RECORDS PROVIDED

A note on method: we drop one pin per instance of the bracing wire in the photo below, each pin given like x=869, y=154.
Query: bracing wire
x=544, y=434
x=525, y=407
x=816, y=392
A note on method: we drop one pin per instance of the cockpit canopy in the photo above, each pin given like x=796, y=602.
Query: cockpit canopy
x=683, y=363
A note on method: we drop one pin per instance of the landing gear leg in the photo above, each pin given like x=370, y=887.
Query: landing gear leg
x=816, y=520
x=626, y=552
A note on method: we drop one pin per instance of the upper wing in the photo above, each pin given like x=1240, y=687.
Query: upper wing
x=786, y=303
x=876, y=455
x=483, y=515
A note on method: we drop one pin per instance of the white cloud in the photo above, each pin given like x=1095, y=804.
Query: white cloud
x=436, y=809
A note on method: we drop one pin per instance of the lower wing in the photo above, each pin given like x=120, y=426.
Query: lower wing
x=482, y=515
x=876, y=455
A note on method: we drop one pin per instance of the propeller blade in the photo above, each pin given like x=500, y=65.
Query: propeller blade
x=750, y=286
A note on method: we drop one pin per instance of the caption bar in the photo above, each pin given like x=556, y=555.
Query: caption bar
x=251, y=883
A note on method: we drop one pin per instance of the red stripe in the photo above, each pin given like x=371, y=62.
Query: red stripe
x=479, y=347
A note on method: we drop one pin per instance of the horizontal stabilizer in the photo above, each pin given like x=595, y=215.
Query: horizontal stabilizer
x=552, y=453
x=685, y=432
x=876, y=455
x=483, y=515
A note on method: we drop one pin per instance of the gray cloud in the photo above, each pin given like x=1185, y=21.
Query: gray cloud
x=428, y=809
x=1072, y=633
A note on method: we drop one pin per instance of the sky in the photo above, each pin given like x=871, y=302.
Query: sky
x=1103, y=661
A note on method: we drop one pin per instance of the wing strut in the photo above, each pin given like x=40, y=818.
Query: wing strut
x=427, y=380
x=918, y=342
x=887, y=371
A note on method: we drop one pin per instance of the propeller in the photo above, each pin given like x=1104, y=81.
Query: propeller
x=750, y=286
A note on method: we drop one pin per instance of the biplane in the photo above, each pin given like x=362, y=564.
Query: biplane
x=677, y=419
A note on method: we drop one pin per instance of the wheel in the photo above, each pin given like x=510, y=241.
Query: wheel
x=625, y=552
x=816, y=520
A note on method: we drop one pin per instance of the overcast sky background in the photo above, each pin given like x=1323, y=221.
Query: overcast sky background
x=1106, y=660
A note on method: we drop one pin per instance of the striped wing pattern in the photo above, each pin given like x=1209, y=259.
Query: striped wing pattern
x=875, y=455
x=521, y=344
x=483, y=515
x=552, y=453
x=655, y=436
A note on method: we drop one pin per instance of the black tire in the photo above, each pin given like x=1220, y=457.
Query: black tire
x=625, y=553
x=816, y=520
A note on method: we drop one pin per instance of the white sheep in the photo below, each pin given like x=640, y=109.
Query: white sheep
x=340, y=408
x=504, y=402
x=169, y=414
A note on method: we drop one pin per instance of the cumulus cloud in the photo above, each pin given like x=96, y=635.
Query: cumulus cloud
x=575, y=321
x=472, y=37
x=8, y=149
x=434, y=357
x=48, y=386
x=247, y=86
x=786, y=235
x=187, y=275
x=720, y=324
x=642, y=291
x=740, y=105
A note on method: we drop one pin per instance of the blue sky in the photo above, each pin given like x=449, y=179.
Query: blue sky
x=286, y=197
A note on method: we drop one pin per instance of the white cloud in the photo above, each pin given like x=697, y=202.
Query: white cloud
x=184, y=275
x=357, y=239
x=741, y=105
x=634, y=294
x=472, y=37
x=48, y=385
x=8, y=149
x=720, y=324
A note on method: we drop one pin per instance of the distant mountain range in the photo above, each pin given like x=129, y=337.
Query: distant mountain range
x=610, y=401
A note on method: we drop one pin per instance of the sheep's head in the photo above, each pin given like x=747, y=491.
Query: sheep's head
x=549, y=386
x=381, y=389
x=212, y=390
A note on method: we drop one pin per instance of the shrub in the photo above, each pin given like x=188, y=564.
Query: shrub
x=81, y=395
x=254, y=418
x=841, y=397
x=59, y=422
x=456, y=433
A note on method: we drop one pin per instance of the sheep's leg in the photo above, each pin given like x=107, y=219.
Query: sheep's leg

WORK TO COMPLETE
Rewrite every line of the records above, changing each "drop one pin" to "place one point" and leaving everything else as it is.

RESPONSE TO THIS TASK
A note on method: we place one point per instance of the bracing wire in the photo below, each pin given like x=869, y=154.
Query: bracing wire
x=544, y=434
x=525, y=407
x=816, y=392
A note on method: we place one point per instance of the cockpit canopy in the photo above, each pin given like x=796, y=602.
Query: cockpit canopy
x=683, y=363
A note on method: we place one point per instance of the landing gear leg in the photo above, each pin given like x=370, y=887.
Query: landing gear leg
x=816, y=520
x=626, y=552
A note on method: we place one point per instance of the upper wing in the photo above, each pin given like x=1240, y=687.
Query: upper wing
x=786, y=303
x=876, y=455
x=483, y=515
A note on method: we place one point per instance of the white cloud in the photo above, each pin given like x=1095, y=804.
Query: white cloud
x=436, y=809
A note on method: we place one point per instance of the lower wing in the photo above, each pin given like x=120, y=426.
Query: lower wing
x=482, y=515
x=876, y=455
A note on method: we place one point per instance of the propeller blade in the photo above, each pin given like x=500, y=65.
Query: propeller blade
x=750, y=286
A note on method: we place one point per instance of the caption bar in the photo above, each pin given like x=556, y=555.
Query: caption bar
x=251, y=883
A note on method: we place one point per instance of the red stripe in the photo above, each pin given like x=371, y=62.
Query: red stripe
x=479, y=347
A note on method: we place one point per instance of the horizontal stabilizer in the photo above, each pin given like x=595, y=215.
Query: horizontal stabilizer
x=552, y=453
x=685, y=432
x=876, y=455
x=483, y=515
A note on method: we place one point per instance of the gray cloud in the photo above, each pin given like x=1185, y=21.
Query: gray cloud
x=428, y=809
x=1072, y=633
A note on method: we place one point per instance of the sky in the photo above, each pin given like x=871, y=302.
Query: sky
x=1103, y=661
A note on method: we place one point per instance of the wing strut in the photo above, each pin given like x=40, y=818.
Query: wing strut
x=427, y=380
x=918, y=342
x=887, y=371
A note on method: we place one point per instance of the propeller in the photo above, each pin given like x=1104, y=81.
Query: propeller
x=750, y=286
A note on method: we place one point per instance of the biplane in the photo above, each pin given like x=362, y=564.
Query: biplane
x=677, y=419
A note on method: we place one point per instance of the wheel in the photo above, each pin given like x=510, y=241.
Query: wheel
x=625, y=552
x=816, y=520
A note on method: we place one point per instance of the overcast sky background in the photo above, each pin given like x=1323, y=221.
Query: overcast sky background
x=1106, y=660
A note on method: we place one point per instance of the striped wing pattern in the photo above, each pin given like x=1209, y=259.
Query: striped wing pattern
x=875, y=455
x=521, y=344
x=483, y=515
x=552, y=453
x=655, y=436
A note on method: we place one point per instance of the black tire in the photo above, each pin given like x=1220, y=457.
Query: black tire
x=625, y=553
x=816, y=520
A note on method: we place one point per instance of the white sheep in the photo below, each pin given like x=640, y=109.
Query: white sheep
x=340, y=408
x=504, y=402
x=169, y=414
A note on method: we place one point per instance of the cumulus cloud in the photo above, each pin given like x=96, y=635.
Query: cumulus cloud
x=575, y=321
x=472, y=37
x=8, y=149
x=434, y=357
x=48, y=386
x=247, y=86
x=786, y=235
x=187, y=275
x=720, y=324
x=642, y=291
x=740, y=105
A note on method: we place one point per instance of the blue sky in the photo above, each pin given like x=449, y=179.
Query: blue sky
x=286, y=197
A note on method: we place one point per instance of the white cloud in the photo above, each pin given like x=697, y=202.
Query: white cloud
x=184, y=275
x=357, y=239
x=741, y=105
x=634, y=294
x=472, y=37
x=48, y=385
x=8, y=149
x=720, y=324
A note on method: we place one point per instance of the distant mountain range in the photo above, each pin given like x=129, y=337.
Query: distant mountain range
x=610, y=401
A note on method: we place one point per instance of the sheep's head in the photo above, each pin given like x=747, y=491.
Query: sheep's head
x=549, y=386
x=381, y=389
x=212, y=390
A note on method: we place one point per instance of the shrub in the photo above, each pin given like x=188, y=564.
Query: shrub
x=81, y=395
x=254, y=418
x=841, y=397
x=59, y=422
x=456, y=433
A note on method: we place one point per instance of the sheep's leg in the photo above, each pin given like x=107, y=219.
Query: sheep's leg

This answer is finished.